Verilen metin
============

Son günlerde
(ALEVİLİK)
sık-sık gündeme gelmektedir. Bilindiği gibi, İslamiyette iki fırka vardır. Bunlar Sünnilik ve Aleviliktir. Her iki fırkanın da bir çok dalları vardır.
Peygamber Efendimiz HAZRET-İ MUHAMMED’İN (O’na, al ve ashabına salat ve selam olsun)
bir hadis-i şeriflerinde
(Ümmetim 73. Fırkaya ayrılacak)
buyurdukları bilinmektedir. Mezhep üzerinden konuya giriş yapmadan Yüce Rabbimize şükredelim ki bizleri Müslüman olarak yaratmıştır. Annemiz, Babamız Müslüman olmasaydı, bizim halimiz ne olurdu bilemeyiz. Bu bakımdan, dünyada yaşayan gayri Müslim 5 milyar insana göre şanslı sayılırız. Onların da anneleri babaları Müslüman olsalardı, büyük bir ihtimalle Müslüman olacaklardı. İnsanlar için din değiştirmek kadar zor bir durum yoktur. Çok az insanın din değiştirmesi bundandır. Herkes kendi dinini en iyi din kabul eder ve tartışmaya gerek görmez. Hiçbir Müslüman’ın, Hıristiyanlık veya Yahudilik dinini merak ederek soruşturduğunu pek tahmin etmiyorum. Hatta biz çoğu Müslümanlar, kendi dinimizin kurallarından bile gafil ve bihaberiz. Kendi dinimizi bile öğrenmeye merak edenlerin sayıları yüzde 10’u bile bulmaz.

============

Sağlanan bilgiler
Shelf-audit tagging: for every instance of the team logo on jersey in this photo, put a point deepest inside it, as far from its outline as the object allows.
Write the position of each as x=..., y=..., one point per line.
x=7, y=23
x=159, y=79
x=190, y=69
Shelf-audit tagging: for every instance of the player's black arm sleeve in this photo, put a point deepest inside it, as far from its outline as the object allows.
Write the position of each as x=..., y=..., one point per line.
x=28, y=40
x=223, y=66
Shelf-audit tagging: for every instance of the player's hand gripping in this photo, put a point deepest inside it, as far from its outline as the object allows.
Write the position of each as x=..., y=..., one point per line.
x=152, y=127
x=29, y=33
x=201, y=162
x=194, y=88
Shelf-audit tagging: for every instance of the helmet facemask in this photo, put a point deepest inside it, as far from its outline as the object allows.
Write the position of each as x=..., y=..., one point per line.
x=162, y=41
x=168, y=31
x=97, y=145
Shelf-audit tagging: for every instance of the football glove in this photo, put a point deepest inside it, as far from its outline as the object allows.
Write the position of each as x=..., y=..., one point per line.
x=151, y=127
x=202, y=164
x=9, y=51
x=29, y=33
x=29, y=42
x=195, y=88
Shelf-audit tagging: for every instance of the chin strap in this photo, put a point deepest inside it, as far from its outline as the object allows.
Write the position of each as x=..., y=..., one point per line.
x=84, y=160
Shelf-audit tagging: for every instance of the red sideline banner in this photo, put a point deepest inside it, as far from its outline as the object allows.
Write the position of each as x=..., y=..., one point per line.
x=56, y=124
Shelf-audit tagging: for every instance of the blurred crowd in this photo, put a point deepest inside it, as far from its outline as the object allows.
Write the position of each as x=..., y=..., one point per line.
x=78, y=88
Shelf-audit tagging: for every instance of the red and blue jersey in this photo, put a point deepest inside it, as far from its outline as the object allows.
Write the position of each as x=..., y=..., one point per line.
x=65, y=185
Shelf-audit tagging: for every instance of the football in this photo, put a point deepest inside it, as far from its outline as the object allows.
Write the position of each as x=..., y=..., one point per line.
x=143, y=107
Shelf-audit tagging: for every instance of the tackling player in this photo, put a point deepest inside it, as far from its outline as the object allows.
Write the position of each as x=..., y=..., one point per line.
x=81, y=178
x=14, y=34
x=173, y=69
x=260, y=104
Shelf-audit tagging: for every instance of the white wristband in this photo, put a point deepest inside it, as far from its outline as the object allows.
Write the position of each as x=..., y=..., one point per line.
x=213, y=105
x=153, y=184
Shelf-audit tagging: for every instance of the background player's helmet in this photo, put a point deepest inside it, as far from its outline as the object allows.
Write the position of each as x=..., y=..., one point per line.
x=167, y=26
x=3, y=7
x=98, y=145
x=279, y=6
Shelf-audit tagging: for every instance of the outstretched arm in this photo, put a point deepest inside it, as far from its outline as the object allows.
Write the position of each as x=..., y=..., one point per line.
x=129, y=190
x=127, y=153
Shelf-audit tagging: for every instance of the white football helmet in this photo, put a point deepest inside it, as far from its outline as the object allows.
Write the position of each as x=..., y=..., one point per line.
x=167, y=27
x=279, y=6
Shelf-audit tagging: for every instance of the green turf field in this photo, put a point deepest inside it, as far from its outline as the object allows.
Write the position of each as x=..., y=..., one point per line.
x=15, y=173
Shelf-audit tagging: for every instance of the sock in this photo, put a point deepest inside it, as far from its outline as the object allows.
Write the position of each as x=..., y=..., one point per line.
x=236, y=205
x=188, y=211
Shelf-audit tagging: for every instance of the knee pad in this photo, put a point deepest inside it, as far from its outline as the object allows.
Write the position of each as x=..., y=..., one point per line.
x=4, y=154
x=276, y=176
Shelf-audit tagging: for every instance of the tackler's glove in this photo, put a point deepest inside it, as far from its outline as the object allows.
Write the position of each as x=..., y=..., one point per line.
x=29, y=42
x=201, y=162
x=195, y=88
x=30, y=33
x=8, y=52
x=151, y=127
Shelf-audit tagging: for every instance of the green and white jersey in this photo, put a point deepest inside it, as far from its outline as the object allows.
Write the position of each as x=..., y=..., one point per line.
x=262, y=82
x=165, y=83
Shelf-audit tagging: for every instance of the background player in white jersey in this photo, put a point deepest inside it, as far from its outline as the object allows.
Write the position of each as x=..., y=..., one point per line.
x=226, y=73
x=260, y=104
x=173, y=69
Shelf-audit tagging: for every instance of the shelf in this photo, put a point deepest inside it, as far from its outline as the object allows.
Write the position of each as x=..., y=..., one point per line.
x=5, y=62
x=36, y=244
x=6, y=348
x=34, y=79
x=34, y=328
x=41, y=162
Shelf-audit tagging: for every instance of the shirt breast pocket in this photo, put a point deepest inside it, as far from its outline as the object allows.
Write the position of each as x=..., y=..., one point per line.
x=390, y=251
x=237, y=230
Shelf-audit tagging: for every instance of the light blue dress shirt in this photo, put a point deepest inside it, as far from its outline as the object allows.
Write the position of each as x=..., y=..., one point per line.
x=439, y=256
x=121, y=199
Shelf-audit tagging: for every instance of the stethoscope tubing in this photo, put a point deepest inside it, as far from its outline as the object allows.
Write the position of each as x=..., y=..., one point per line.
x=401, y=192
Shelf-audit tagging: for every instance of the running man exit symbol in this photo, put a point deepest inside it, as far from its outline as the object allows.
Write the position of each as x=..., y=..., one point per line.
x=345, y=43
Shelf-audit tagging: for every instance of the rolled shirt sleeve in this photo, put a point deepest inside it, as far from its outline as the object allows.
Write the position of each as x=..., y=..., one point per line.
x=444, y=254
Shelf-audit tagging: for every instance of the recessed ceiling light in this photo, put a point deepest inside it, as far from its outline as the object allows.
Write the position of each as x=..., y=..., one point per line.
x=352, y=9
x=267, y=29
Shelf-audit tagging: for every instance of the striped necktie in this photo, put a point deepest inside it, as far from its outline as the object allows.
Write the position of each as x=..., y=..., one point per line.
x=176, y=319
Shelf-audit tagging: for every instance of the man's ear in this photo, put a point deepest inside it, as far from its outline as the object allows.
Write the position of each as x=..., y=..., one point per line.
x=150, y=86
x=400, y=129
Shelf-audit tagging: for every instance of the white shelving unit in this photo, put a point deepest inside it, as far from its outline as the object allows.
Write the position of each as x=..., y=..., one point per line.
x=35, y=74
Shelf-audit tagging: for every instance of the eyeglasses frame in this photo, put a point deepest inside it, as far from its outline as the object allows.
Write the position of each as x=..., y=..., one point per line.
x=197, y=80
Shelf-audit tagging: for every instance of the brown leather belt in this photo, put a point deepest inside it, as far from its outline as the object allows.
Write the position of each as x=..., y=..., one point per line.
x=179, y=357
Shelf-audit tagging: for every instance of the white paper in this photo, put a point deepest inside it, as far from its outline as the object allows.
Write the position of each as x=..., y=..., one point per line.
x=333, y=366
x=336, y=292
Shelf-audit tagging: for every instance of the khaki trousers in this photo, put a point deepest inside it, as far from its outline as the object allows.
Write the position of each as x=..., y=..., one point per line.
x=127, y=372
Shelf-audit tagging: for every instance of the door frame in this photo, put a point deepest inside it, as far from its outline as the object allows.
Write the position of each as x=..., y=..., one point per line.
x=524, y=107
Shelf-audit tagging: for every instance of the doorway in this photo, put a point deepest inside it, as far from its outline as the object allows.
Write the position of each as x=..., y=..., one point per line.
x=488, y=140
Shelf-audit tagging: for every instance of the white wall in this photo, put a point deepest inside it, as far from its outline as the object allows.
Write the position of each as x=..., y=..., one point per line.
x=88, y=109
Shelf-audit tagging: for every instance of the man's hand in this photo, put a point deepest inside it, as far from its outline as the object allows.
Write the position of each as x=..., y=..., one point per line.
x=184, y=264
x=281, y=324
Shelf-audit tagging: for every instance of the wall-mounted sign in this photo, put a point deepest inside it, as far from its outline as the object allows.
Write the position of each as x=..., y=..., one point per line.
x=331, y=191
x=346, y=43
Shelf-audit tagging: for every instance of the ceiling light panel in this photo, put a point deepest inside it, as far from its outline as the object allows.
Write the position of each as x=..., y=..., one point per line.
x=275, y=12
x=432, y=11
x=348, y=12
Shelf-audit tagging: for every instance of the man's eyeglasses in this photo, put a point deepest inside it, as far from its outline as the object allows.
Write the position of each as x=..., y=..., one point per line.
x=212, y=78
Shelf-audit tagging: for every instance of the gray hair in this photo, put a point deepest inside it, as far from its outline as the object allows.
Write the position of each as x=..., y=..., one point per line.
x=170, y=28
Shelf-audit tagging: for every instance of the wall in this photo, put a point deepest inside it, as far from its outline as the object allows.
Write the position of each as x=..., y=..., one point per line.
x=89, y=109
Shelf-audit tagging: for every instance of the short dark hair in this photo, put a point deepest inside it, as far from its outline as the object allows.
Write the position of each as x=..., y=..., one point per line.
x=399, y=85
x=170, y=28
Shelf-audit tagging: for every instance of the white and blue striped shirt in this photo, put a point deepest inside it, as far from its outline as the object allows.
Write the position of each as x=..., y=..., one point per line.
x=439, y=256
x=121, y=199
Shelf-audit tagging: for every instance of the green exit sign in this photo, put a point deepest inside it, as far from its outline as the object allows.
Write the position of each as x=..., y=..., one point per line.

============

Lütfen metnin "bir hadis-i şeriflerinde" sözleriyle açılıp "10’u bile bulmaz." ile kapanan bölümünü, "şanslı" yerine "talihli" koyarak yeniden yazın.

Yanıt aşağıda
bir hadis-i şeriflerinde
(Ümmetim 73. Fırkaya ayrılacak)
buyurdukları bilinmektedir. Mezhep üzerinden konuya giriş yapmadan Yüce Rabbimize şükredelim ki bizleri Müslüman olarak yaratmıştır. Annemiz, Babamız Müslüman olmasaydı, bizim halimiz ne olurdu bilemeyiz. Bu bakımdan, dünyada yaşayan gayri Müslim 5 milyar insana göre talihli sayılırız. Onların da anneleri babaları Müslüman olsalardı, büyük bir ihtimalle Müslüman olacaklardı. İnsanlar için din değiştirmek kadar zor bir durum yoktur. Çok az insanın din değiştirmesi bundandır. Herkes kendi dinini en iyi din kabul eder ve tartışmaya gerek görmez. Hiçbir Müslüman’ın, Hıristiyanlık veya Yahudilik dinini merak ederek soruşturduğunu pek tahmin etmiyorum. Hatta biz çoğu Müslümanlar, kendi dinimizin kurallarından bile gafil ve bihaberiz. Kendi dinimizi bile öğrenmeye merak edenlerin sayıları yüzde 10’u bile bulmaz.